Reproduce the following data line for line, without any changes, and leave the pictures out of your answer.

** Begin DATA TO USE **

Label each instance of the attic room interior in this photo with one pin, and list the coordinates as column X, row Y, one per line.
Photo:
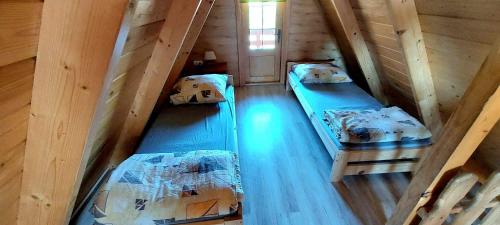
column 255, row 112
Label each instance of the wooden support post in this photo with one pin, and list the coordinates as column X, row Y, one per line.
column 191, row 37
column 76, row 52
column 172, row 35
column 487, row 193
column 452, row 194
column 474, row 117
column 341, row 15
column 492, row 217
column 339, row 165
column 407, row 27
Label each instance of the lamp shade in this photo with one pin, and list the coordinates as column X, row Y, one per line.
column 210, row 56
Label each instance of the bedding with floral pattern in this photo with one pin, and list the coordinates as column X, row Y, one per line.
column 320, row 73
column 165, row 188
column 375, row 125
column 199, row 89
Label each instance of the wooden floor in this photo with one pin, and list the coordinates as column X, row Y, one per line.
column 285, row 168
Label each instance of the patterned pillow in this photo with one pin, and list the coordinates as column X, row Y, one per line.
column 375, row 125
column 199, row 89
column 169, row 188
column 320, row 73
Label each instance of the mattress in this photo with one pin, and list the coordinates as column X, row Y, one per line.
column 184, row 128
column 321, row 97
column 192, row 127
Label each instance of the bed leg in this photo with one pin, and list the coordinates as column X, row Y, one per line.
column 339, row 165
column 288, row 88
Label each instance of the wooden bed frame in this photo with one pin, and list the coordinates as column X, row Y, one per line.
column 357, row 162
column 238, row 218
column 229, row 220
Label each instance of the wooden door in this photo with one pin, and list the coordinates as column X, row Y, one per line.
column 261, row 40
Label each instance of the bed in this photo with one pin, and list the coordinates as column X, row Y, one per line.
column 183, row 128
column 352, row 159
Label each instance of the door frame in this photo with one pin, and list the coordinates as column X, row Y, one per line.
column 243, row 52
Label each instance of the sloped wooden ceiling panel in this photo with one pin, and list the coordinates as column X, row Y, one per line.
column 19, row 29
column 309, row 35
column 219, row 34
column 387, row 55
column 459, row 35
column 145, row 27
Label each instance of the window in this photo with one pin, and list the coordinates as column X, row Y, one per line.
column 262, row 25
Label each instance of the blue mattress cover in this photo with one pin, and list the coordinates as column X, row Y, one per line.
column 192, row 127
column 185, row 128
column 346, row 96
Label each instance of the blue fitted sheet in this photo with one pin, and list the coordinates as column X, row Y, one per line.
column 192, row 127
column 346, row 96
column 185, row 128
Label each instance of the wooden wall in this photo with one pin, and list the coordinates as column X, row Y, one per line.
column 378, row 32
column 306, row 42
column 144, row 30
column 458, row 35
column 309, row 35
column 220, row 34
column 19, row 28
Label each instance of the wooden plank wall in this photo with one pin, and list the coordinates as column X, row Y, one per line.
column 220, row 34
column 306, row 41
column 309, row 35
column 378, row 32
column 146, row 25
column 19, row 28
column 458, row 35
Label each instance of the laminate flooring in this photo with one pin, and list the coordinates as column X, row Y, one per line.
column 285, row 169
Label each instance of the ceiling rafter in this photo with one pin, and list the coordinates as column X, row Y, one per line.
column 172, row 35
column 475, row 116
column 340, row 15
column 406, row 24
column 187, row 47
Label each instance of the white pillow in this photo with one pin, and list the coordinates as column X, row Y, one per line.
column 320, row 73
column 199, row 89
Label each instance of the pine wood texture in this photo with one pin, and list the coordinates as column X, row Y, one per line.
column 454, row 191
column 380, row 37
column 407, row 26
column 19, row 29
column 467, row 204
column 285, row 168
column 458, row 36
column 172, row 35
column 475, row 116
column 16, row 81
column 187, row 46
column 357, row 162
column 309, row 35
column 342, row 17
column 220, row 34
column 77, row 40
column 488, row 192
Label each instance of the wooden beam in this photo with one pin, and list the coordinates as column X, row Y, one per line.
column 475, row 116
column 191, row 38
column 340, row 15
column 76, row 51
column 407, row 27
column 172, row 35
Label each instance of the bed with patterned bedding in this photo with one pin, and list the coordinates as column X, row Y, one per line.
column 384, row 155
column 185, row 170
column 170, row 188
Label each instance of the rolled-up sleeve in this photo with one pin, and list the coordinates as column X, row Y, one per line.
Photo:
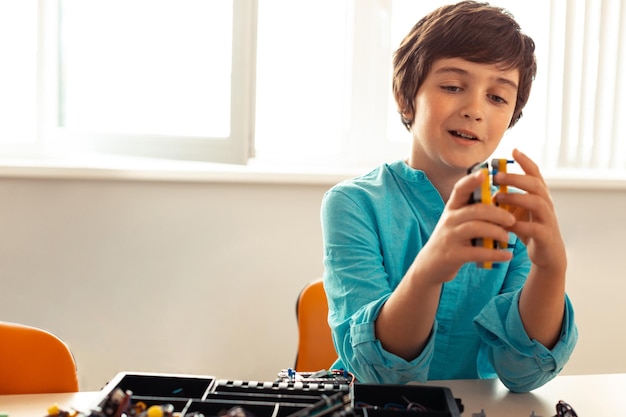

** End DATA TO USE **

▶ **SOLVED EXERCISE**:
Label each instance of the attic room interior in this photo with one pin, and list the coordinates as column X, row Y, one per line.
Photo:
column 255, row 112
Label each instance of the wooden support post in this photo with one pin, and list the coordinates as column X, row Y, one per line.
column 191, row 37
column 76, row 52
column 172, row 35
column 487, row 193
column 452, row 194
column 474, row 117
column 341, row 15
column 492, row 217
column 339, row 165
column 407, row 27
Label each instance of the lamp shade in this photo with one pin, and list the coordinates as column X, row Y, one per line.
column 210, row 56
Label each instance of the bedding with floral pattern in this photo with one pin, and list the coordinates as column X, row Y, one per line.
column 320, row 73
column 165, row 188
column 375, row 125
column 199, row 89
Label each instance of the wooden floor in this photo with one pin, and list the coordinates as column X, row Y, one per line.
column 285, row 168
Label each instance of the patterned pillow in this photo with one pin, and list the coordinates as column X, row Y, one per line.
column 375, row 125
column 199, row 89
column 169, row 188
column 320, row 73
Label each instance of the mattress in this photo with one pin, and list the coordinates as column X, row Y, one per line.
column 184, row 128
column 321, row 97
column 192, row 127
Label each instance of the bed leg in this photo with one pin, and list the coordinates as column X, row Y, one per line.
column 339, row 165
column 288, row 88
Label each instance of the wooden bed frame in this photo with one pin, and list the coordinates as column X, row Y, one per line.
column 357, row 162
column 238, row 218
column 229, row 220
Label each instance of the wooden door in this photo with one pin, and list the coordinates as column X, row Y, one per line.
column 261, row 40
Label each instance of the bed in this photo with one pin, and list the coordinates as column X, row Y, one per line.
column 183, row 128
column 352, row 159
Label each instance of the door frame in this photo with one pin, and list the coordinates as column X, row Y, one per line.
column 243, row 52
Label each instance of the sloped wooden ceiling panel in this photo with one pin, and list the coordinates as column X, row Y, one per line.
column 19, row 29
column 309, row 35
column 219, row 34
column 387, row 55
column 459, row 35
column 145, row 27
Label each instance of the window in this photo with one pin, and list the coordinates as column X, row Y, one per line.
column 262, row 25
Label each instance of the blue mattress cover in this photo with one pin, and list the coordinates as column X, row Y, one per line.
column 192, row 127
column 185, row 128
column 346, row 96
Label each instance of the blue fitted sheet in this photo with one pin, and list the coordinates as column X, row Y, one per line.
column 192, row 127
column 346, row 96
column 185, row 128
Label each instance of the wooden wall in this photo with one pin, and list the coordinates as column X, row Y, one per line.
column 378, row 32
column 306, row 42
column 144, row 30
column 458, row 35
column 309, row 35
column 220, row 34
column 19, row 28
Label each instance of the wooden plank wall in this photo with one pin, and list the coordinates as column X, row Y, one per line.
column 220, row 34
column 306, row 41
column 309, row 35
column 378, row 32
column 146, row 25
column 19, row 28
column 458, row 35
Label each instance of the laminate flooring in this photo with one pin, and list the coordinates as column X, row Y, one per line.
column 285, row 169
Label each instance of the ceiling rafter in this photo with one pin, and list the coordinates as column X, row Y, one per line.
column 172, row 35
column 475, row 116
column 340, row 15
column 406, row 24
column 187, row 47
Label each instance of the white pillow in this photo with one pin, and list the coordinates as column X, row Y, one per line.
column 320, row 73
column 199, row 89
Label each instance of the pine wood texture in this photo with one pin, and list the coordinates as column X, row Y, one per line.
column 454, row 191
column 380, row 37
column 407, row 26
column 19, row 29
column 467, row 204
column 285, row 168
column 458, row 36
column 172, row 35
column 475, row 116
column 16, row 81
column 187, row 46
column 357, row 162
column 309, row 35
column 342, row 17
column 220, row 34
column 77, row 40
column 488, row 192
Label each instance of the wooden beam in this photo with one pin, and list the coordinates as column X, row Y, one per line.
column 475, row 116
column 191, row 38
column 340, row 15
column 76, row 51
column 407, row 27
column 172, row 35
Label each instance of the bed with patterned bedding in this photo with one pin, and list the coordinates as column X, row Y, one per line.
column 384, row 155
column 185, row 170
column 170, row 188
Label each instance of the rolled-up sleeve in this photo with one pin, and list the coordinates as column X, row Y, one per line.
Photo:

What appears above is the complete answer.